* **Task details**
Please rewrite the listing from its first line through the line containing "Segment every instance of the board", inclusive, as a numbered list, leaving out any blank lines.

* **Data extract**

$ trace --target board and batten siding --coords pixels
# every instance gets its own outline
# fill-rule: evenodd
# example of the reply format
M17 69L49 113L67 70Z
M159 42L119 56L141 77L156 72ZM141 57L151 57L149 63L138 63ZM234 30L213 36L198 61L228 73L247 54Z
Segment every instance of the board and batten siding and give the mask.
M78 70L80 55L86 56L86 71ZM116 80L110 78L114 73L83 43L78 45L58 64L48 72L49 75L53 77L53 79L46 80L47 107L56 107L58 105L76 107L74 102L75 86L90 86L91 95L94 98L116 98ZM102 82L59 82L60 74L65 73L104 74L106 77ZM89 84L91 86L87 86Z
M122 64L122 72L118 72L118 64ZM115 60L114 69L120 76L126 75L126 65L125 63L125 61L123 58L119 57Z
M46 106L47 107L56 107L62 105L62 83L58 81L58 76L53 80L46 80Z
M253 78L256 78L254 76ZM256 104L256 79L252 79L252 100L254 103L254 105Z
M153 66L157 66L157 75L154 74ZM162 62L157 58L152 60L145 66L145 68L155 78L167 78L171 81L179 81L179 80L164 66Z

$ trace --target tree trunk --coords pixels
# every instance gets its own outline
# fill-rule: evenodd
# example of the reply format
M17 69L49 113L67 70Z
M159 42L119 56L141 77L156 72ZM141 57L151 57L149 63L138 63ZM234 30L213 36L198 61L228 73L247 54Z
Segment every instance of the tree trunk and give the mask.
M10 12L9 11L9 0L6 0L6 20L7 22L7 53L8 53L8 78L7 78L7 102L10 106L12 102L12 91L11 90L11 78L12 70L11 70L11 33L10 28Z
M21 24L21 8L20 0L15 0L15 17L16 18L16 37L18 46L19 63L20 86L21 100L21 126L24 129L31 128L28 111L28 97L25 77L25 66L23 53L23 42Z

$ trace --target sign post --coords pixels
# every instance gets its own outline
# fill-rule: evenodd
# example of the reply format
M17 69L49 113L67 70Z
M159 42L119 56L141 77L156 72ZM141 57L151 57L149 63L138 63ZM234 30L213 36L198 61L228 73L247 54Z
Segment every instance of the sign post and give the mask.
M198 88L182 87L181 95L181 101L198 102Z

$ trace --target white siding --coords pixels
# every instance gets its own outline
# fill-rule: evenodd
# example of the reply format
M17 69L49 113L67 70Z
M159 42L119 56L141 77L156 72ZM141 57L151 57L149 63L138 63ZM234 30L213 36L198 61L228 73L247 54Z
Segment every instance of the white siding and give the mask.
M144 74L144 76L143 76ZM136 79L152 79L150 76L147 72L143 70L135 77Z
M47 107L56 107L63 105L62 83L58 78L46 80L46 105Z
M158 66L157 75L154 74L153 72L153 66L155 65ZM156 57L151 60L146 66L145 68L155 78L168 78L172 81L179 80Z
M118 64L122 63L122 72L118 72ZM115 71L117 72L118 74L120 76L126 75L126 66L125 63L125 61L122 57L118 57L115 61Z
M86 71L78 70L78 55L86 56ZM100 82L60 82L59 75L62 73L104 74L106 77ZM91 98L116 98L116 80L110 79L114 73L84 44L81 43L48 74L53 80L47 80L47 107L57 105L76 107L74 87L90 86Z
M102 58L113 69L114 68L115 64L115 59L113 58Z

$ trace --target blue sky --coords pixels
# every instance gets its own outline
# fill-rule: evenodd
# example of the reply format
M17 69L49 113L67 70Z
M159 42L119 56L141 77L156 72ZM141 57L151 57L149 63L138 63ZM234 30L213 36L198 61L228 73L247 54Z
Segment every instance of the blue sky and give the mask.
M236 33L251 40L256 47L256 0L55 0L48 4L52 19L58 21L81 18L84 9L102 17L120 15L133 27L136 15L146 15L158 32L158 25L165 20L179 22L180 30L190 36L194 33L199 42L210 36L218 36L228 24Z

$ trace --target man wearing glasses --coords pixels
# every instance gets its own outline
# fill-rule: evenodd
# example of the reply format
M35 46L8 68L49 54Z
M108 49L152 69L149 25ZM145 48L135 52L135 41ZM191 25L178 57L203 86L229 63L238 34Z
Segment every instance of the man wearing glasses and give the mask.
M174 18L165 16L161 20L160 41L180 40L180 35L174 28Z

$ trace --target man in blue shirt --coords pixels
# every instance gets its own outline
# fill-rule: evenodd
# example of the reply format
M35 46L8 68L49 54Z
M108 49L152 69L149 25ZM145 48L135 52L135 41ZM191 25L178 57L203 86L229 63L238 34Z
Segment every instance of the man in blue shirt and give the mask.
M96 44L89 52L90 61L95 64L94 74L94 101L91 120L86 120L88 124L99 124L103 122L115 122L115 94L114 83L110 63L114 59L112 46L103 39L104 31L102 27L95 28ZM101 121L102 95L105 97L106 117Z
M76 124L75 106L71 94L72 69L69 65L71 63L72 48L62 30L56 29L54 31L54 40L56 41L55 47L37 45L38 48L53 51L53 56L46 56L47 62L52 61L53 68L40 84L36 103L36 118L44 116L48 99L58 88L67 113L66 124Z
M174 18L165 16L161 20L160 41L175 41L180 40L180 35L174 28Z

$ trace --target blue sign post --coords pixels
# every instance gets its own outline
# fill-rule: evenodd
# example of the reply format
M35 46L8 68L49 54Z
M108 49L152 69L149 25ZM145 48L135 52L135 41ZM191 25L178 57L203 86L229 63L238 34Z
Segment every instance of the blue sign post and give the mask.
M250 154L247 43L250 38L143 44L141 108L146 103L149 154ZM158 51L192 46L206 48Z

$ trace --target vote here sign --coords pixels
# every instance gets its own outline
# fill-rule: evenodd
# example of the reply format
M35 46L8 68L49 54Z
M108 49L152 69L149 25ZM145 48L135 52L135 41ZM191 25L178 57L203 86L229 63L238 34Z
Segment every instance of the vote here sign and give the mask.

* **Finished exercise**
1. $ trace --target board and batten siding --coords pixels
2. # every instance gets its own outline
3. # fill-rule: evenodd
4. # example of the reply format
5. M17 69L49 113L67 70Z
6. M159 42L119 56L141 77L156 72ZM141 57L151 57L149 63L138 63ZM234 30L213 36L198 61L228 73L247 54Z
7. Segment every instance of the board and batten siding and give the mask.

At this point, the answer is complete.